Aim: Write out, word for word, the records from the line with "Keep to these rules. Indicate every instance of the reception" to the line with "Keep to these rules. Indicate every instance of the flat", including both of those lines.
--- start Recorded data ---
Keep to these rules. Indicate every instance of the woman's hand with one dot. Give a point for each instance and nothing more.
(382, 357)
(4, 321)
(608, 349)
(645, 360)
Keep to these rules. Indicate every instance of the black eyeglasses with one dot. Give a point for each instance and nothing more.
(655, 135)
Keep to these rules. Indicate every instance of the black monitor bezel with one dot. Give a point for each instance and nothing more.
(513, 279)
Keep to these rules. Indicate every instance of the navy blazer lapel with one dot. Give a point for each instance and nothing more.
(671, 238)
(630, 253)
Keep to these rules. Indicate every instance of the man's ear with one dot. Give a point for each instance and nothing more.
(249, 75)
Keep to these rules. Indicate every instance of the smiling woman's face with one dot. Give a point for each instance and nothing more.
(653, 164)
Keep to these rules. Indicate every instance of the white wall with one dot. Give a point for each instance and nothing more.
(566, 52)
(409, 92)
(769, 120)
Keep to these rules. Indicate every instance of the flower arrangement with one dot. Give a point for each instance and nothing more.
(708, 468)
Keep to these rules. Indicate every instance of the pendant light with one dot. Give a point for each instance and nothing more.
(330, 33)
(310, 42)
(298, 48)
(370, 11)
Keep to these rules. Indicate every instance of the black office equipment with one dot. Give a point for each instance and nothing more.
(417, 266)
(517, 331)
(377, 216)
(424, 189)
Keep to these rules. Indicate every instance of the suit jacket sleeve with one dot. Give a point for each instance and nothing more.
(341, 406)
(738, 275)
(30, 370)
--- end Recorded data ---
--- start Recorded data ---
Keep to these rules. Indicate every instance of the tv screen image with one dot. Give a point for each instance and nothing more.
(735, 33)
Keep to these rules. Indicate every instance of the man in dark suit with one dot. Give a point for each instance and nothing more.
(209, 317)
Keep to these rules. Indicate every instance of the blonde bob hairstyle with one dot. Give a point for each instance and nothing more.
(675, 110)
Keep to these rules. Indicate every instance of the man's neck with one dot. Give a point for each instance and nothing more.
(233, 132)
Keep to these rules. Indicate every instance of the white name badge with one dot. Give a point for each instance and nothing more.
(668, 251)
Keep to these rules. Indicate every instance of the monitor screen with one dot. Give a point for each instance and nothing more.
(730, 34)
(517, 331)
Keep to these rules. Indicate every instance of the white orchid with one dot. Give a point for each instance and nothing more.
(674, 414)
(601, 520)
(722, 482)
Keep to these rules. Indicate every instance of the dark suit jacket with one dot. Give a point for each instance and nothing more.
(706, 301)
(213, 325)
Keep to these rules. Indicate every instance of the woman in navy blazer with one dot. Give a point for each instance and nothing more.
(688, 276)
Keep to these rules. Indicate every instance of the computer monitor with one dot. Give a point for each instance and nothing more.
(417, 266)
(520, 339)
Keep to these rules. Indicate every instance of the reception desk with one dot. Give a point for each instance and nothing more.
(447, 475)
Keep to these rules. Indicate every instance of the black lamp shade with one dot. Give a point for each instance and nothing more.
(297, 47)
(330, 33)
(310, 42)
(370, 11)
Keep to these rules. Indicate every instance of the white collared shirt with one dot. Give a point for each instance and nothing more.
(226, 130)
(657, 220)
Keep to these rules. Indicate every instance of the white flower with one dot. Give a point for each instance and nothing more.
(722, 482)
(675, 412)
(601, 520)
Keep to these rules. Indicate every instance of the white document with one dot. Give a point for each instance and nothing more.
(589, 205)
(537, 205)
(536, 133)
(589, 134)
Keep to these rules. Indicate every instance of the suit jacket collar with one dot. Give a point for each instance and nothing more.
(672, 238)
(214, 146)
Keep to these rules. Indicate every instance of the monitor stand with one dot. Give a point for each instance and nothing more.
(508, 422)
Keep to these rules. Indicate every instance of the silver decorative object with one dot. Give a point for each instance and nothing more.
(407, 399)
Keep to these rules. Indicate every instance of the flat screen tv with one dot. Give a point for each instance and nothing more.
--- end Recorded data ---
Answer to this task:
Keep to these rules. Indicate every instance of the reception desk with one dot. Give a point for each instance and nothing more.
(447, 475)
Keep to these rules. Indicate every instance of the black lamp shade with one dot. Give a point for each instance and nothing more.
(297, 47)
(330, 33)
(310, 42)
(370, 11)
Keep to these rules. Indicate every instance of the white collared shirt with one dot. Give a point for each instance and nothing more.
(226, 130)
(657, 220)
Keep to these rules. Indicate every instance of the white flower with one dot. Give a point for each instance and nothing more.
(722, 482)
(675, 412)
(601, 520)
Keep to these rules. Indicate every instance of the white document with one dot. Give a point for each instance and nothing more.
(589, 205)
(537, 205)
(536, 133)
(589, 134)
Keep to these rules. Indicate every instance of the suit jacket collar with one dot. Give a point for each instance and nothing more.
(672, 238)
(214, 146)
Keep to these rules. Indicate every instance of the monitor stand with one dot. Give a point for each instance and nothing more.
(508, 422)
Keep to these rules. Indicate every instance of the silver decorative object with one dot. Give a point for each instance and nothing more.
(407, 399)
Keep to these rules. Indicate every instance of the flat screen tv with one dot. Give a point for each instance and nothing more.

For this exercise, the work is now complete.